Kesultanan Sambas Kesultanan_Sambas

Setelah sempat singgah di Kota Bangun selama sekitar 1 tahun, rombongan Raden Sulaiman yang hijrah dari Panembahan Sambas (Kota Lama) ini kemudian memutuskan untuk menetap dan membuat perkampungan yaitu di suatu tempat di hulu Sungai Subah yang disebut dengan nama Kota Bandir.

Selama Raden Sulaiman dan pengikutnya menetap di Kota Bandir, dari hari kehari semakin banyak orang-orang dari pusat Panembahan Sambas (Kota Lama) yang malarikan diri ke tempat Raden Sulaiman di Kota Bandir. Larinya penduduk Kota Lama ini karena tidak tahan dengan tingkah laku adik Ratu Anom Kesumayuda yaitu Raden Aryo Mangkurat yang selalu membuat keonaran dan kekacauan di dalam negeri Panembahan Sambas. Hal ini menyebabkan semakin hari penduduk Kota Lama semakin sedikit sebaliknya penduduk Kota Bandir semakin banyak.
□ □ □ □
TUGAS YANG DIKERJAKAN:
(1) Ubah paragraf dalam kutipan tentang Kesultanan Sambas yang diawali "Selama Raden Sulaiman dan pengikutnya" menjadi daftar poin singkat yang tetap memuat fakta utamanya.
(2) Sebutkan semua nama orang yang disebut dalam kutipan tentang Kesultanan Sambas.
Entri berikut merupakan bahan tersendiri yang terpisah dari kutipan.

ENTRI YANG DISEDIAKAN:
□ □ □ □
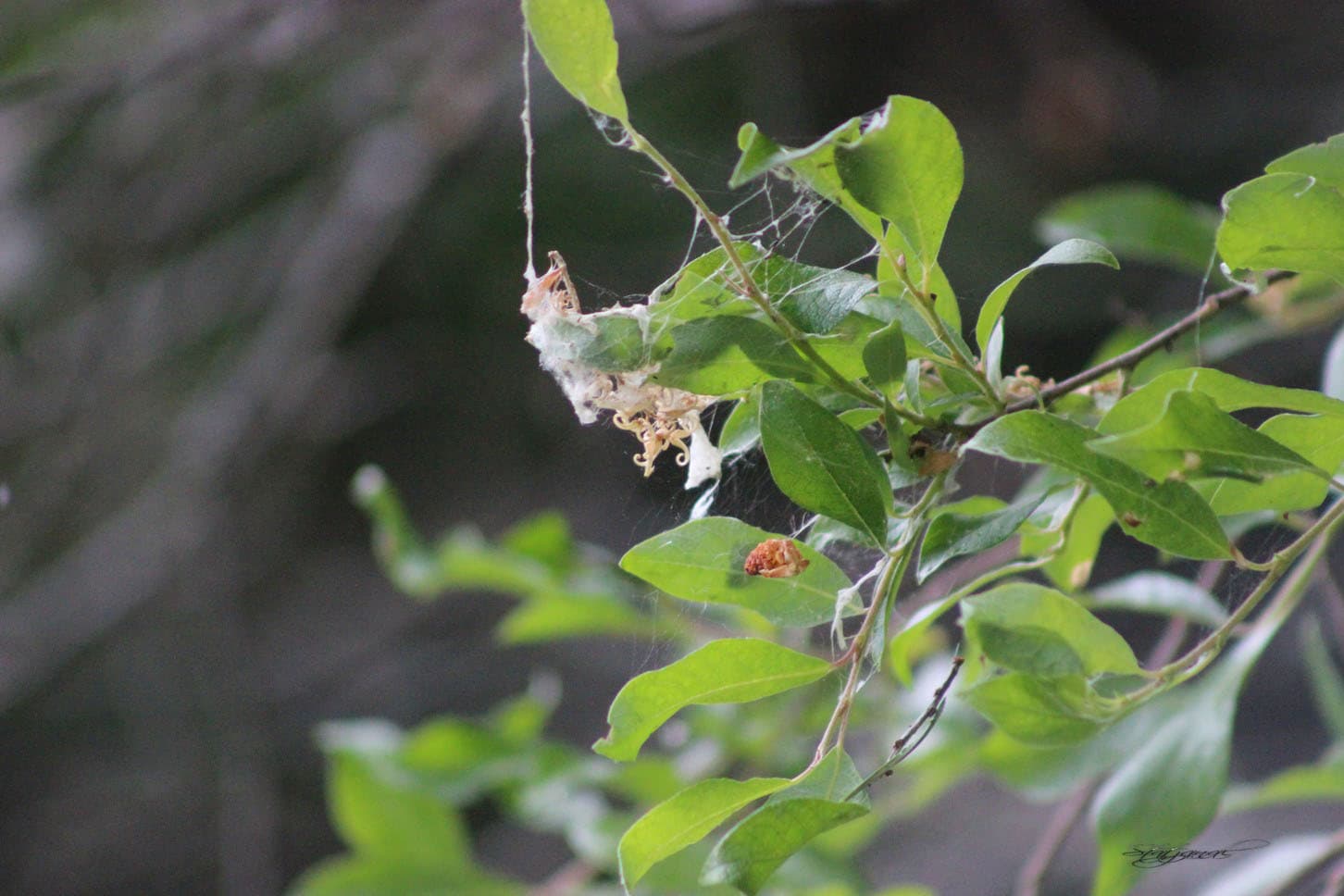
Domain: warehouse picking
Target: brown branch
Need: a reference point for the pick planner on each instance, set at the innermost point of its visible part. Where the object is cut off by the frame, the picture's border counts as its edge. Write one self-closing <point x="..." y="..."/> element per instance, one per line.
□ □ □ □
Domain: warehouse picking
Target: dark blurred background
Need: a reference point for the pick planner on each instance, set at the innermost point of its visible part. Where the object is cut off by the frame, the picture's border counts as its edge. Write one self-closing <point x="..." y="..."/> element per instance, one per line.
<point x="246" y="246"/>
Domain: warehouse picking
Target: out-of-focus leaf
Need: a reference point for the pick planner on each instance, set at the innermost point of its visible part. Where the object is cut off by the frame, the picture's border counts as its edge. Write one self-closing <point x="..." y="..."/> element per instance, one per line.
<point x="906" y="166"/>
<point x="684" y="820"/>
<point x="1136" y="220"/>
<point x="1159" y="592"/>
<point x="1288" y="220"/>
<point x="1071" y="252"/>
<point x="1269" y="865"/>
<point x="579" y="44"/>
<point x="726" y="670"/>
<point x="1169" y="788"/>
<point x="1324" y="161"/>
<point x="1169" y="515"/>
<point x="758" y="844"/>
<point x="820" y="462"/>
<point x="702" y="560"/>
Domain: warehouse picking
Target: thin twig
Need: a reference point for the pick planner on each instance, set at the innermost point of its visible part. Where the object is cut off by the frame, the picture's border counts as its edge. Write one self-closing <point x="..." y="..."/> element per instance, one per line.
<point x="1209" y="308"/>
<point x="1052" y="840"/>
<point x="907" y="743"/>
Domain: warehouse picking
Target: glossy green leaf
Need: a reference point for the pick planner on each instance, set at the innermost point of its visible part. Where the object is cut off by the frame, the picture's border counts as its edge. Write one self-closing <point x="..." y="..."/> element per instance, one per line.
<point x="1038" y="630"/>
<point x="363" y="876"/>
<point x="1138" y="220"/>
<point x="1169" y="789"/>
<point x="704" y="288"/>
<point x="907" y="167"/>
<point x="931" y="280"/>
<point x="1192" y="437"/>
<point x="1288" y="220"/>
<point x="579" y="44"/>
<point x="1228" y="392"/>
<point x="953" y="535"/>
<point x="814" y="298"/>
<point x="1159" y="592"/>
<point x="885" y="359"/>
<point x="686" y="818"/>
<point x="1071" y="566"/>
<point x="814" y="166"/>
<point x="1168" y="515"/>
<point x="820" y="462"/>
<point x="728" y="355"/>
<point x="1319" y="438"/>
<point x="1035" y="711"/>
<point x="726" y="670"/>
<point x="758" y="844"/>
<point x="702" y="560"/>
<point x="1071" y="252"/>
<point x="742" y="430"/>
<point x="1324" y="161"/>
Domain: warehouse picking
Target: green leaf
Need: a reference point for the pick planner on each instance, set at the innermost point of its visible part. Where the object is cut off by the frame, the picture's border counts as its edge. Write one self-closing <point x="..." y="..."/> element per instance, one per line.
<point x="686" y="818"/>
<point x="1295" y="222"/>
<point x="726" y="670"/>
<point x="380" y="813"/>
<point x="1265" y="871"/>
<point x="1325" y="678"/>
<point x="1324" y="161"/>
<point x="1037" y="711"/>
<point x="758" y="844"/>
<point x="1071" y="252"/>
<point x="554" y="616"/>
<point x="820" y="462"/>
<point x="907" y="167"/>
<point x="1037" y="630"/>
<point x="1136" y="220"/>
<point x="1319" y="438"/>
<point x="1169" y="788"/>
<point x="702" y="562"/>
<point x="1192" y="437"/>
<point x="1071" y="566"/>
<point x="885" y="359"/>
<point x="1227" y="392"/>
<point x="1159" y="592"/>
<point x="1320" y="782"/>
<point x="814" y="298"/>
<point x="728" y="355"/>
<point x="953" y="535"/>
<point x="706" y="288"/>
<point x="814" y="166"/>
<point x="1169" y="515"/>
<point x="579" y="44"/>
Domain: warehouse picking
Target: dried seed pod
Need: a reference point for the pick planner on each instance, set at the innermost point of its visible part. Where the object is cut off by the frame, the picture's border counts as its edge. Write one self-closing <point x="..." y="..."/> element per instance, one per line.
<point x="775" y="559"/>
□ □ □ □
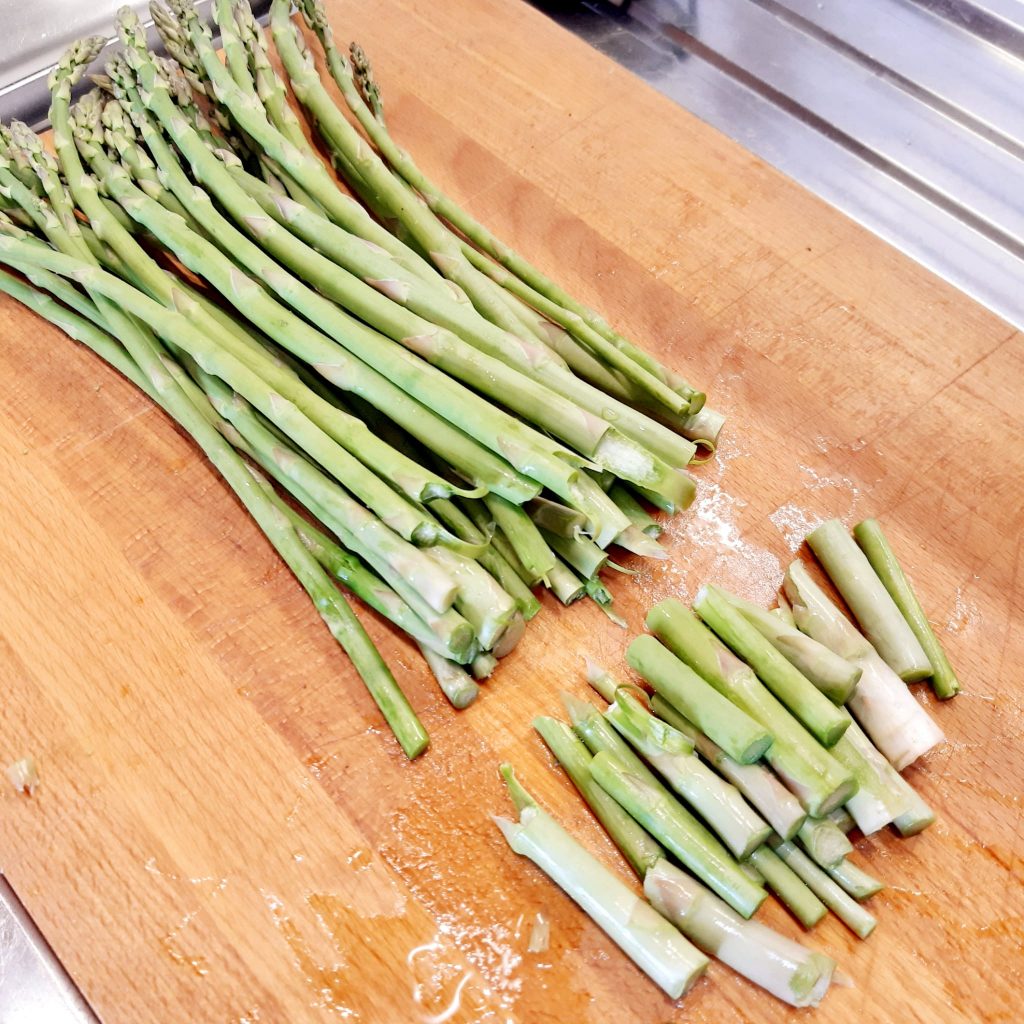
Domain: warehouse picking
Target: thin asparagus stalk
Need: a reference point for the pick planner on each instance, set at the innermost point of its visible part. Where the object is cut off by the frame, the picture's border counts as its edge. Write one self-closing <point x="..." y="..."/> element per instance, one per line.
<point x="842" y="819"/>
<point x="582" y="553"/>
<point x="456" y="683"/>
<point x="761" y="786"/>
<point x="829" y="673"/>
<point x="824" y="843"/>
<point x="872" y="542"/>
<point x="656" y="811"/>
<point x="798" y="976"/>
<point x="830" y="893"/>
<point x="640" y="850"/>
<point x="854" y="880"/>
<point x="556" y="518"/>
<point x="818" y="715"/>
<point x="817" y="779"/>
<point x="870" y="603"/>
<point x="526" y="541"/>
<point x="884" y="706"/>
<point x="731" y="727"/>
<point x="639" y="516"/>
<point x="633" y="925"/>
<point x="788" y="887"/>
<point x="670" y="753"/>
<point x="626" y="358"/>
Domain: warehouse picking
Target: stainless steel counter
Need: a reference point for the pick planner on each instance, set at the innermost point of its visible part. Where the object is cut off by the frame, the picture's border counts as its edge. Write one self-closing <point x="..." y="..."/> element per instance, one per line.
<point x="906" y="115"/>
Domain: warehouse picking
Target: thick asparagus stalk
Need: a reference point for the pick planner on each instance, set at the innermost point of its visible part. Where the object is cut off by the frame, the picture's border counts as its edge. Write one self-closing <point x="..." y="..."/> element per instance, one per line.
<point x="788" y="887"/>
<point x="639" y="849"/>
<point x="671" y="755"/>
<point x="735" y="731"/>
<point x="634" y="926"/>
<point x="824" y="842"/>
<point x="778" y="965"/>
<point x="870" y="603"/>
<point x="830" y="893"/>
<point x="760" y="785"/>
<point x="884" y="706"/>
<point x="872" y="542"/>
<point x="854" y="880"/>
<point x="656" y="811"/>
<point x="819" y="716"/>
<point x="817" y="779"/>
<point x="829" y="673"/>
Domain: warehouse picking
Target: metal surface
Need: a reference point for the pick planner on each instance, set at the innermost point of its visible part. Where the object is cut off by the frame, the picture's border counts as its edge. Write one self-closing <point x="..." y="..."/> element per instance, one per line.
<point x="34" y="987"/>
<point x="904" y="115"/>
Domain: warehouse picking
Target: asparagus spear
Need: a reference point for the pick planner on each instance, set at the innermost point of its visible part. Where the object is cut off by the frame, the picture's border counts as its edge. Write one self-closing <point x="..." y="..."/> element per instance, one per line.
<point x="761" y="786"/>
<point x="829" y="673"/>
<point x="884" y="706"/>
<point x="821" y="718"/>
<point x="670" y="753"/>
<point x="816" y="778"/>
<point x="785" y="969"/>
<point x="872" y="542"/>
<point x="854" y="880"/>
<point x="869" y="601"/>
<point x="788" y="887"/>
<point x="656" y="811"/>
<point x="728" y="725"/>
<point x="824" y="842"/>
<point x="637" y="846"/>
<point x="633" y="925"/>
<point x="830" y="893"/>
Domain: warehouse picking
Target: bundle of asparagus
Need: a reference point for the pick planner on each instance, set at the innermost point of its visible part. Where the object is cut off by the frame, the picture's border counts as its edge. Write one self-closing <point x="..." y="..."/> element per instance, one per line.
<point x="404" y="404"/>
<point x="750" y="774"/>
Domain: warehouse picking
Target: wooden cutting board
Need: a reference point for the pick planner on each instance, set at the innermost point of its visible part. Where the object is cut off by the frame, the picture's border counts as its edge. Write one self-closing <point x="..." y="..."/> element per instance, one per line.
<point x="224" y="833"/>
□ □ □ □
JAWABAN TUGAS:
(1)
- Selama Raden Sulaiman dan pengikutnya menetap di Kota Bandir, makin banyak orang dari pusat Panembahan Sambas (Kota Lama) yang melarikan diri ke sana.
- Mereka lari karena tidak tahan dengan Raden Aryo Mangkurat, adik Ratu Anom Kesumayuda, yang selalu membuat keonaran dan kekacauan di Panembahan Sambas.
- Akibatnya, penduduk Kota Lama terus berkurang, sedangkan penduduk Kota Bandir terus bertambah.

(2)
- Raden Sulaiman
- Ratu Anom Kesumayuda
- Raden Aryo Mangkurat